* Task details *
Find the line with "Example query: twig" in the entries below. Repeat it, every following line, and the line with "Example query: white paw", exactly and with nothing added.

* Input data *
..........

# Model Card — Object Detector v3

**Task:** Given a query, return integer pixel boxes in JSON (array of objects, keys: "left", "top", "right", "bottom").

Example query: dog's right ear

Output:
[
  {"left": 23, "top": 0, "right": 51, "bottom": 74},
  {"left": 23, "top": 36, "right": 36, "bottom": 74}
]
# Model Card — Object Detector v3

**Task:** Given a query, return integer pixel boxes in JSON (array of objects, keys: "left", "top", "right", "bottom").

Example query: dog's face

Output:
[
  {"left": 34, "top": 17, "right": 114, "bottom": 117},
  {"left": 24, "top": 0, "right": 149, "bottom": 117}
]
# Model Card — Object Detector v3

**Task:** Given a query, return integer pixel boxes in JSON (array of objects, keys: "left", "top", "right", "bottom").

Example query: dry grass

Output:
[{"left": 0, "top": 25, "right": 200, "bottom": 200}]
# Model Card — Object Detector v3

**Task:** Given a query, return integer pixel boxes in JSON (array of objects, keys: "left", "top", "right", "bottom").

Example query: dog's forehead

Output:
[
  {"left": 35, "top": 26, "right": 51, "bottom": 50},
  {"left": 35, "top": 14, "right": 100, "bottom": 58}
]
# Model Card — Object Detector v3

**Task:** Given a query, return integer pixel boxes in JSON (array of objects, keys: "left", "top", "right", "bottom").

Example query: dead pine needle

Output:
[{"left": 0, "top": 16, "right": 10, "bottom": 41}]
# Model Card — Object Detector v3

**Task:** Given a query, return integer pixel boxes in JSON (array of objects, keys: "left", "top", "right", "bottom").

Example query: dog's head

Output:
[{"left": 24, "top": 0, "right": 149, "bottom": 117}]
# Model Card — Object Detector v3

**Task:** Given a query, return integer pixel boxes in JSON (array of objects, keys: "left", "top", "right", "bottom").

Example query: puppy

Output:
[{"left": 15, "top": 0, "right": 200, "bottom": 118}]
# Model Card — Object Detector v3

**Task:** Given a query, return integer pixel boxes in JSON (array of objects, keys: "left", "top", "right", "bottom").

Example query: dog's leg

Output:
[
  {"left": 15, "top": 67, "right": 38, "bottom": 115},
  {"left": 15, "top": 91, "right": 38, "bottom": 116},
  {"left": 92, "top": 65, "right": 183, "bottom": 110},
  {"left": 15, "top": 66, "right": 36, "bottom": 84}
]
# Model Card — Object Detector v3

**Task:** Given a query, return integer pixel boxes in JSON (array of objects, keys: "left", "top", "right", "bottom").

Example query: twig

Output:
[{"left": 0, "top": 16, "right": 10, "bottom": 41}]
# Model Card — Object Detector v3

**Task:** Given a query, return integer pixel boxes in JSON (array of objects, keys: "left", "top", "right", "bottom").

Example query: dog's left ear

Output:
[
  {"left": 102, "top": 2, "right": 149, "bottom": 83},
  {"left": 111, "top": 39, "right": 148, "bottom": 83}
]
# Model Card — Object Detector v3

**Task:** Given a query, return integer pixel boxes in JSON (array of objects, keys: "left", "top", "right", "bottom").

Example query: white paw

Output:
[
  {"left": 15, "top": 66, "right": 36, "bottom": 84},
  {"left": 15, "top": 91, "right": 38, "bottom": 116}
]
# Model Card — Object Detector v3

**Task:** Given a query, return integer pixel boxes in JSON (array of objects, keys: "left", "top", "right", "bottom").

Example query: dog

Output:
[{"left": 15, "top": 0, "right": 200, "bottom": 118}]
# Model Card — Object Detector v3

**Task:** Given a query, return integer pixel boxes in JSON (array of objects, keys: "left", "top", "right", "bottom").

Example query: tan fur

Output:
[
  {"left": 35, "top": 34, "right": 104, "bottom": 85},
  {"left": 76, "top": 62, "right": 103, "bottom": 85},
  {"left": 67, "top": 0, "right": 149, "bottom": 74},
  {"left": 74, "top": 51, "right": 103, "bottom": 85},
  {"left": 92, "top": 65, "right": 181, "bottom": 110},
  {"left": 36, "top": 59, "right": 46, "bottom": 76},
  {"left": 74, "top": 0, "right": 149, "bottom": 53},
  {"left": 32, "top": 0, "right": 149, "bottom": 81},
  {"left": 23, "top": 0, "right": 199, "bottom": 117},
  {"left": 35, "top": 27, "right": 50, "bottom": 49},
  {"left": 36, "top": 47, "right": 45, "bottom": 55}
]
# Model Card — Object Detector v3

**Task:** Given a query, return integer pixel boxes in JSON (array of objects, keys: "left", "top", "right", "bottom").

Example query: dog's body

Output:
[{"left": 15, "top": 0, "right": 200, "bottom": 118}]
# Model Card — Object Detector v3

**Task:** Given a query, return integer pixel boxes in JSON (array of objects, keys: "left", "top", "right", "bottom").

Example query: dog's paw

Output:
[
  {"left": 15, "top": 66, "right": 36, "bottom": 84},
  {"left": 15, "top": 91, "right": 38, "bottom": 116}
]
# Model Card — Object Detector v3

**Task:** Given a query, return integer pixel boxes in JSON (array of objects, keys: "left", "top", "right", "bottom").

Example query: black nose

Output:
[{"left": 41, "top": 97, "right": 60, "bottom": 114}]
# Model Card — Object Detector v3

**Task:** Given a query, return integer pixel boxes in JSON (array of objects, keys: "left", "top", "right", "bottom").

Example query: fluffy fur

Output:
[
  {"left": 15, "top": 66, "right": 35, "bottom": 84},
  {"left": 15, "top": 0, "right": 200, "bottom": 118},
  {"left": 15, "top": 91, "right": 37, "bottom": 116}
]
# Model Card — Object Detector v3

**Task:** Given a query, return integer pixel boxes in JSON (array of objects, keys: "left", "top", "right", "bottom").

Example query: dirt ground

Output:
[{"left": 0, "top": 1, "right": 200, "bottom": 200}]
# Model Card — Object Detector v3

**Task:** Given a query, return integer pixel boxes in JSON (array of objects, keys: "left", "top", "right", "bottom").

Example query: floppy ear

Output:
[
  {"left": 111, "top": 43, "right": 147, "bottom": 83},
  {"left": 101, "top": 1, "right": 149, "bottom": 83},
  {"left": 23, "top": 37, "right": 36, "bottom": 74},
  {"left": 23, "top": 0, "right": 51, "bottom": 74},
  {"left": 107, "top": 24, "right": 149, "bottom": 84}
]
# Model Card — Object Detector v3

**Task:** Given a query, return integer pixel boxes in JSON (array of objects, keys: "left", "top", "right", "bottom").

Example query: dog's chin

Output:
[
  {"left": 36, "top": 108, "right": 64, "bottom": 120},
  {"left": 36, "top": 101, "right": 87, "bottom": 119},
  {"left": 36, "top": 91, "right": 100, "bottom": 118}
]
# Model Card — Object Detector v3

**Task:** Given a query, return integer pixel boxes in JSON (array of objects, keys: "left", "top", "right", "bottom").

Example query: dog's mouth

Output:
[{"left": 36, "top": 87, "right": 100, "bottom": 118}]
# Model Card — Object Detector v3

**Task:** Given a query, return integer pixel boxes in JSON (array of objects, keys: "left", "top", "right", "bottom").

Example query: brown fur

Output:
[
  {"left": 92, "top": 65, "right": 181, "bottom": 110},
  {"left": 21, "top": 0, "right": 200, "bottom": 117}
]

..........

* Output of the task *
Example query: twig

Output:
[{"left": 0, "top": 16, "right": 10, "bottom": 41}]
# Model Card — Object Detector v3

**Task:** Given a query, return integer pixel boxes in JSON (array of objects, keys: "left", "top", "right", "bottom").

Example query: dog's left ear

Output:
[
  {"left": 102, "top": 2, "right": 149, "bottom": 83},
  {"left": 111, "top": 39, "right": 148, "bottom": 83}
]
# Model Card — Object Detector v3

**Task:** Given a query, return integer pixel boxes in JSON (array of objects, keys: "left", "top", "right", "bottom").

Example query: white paw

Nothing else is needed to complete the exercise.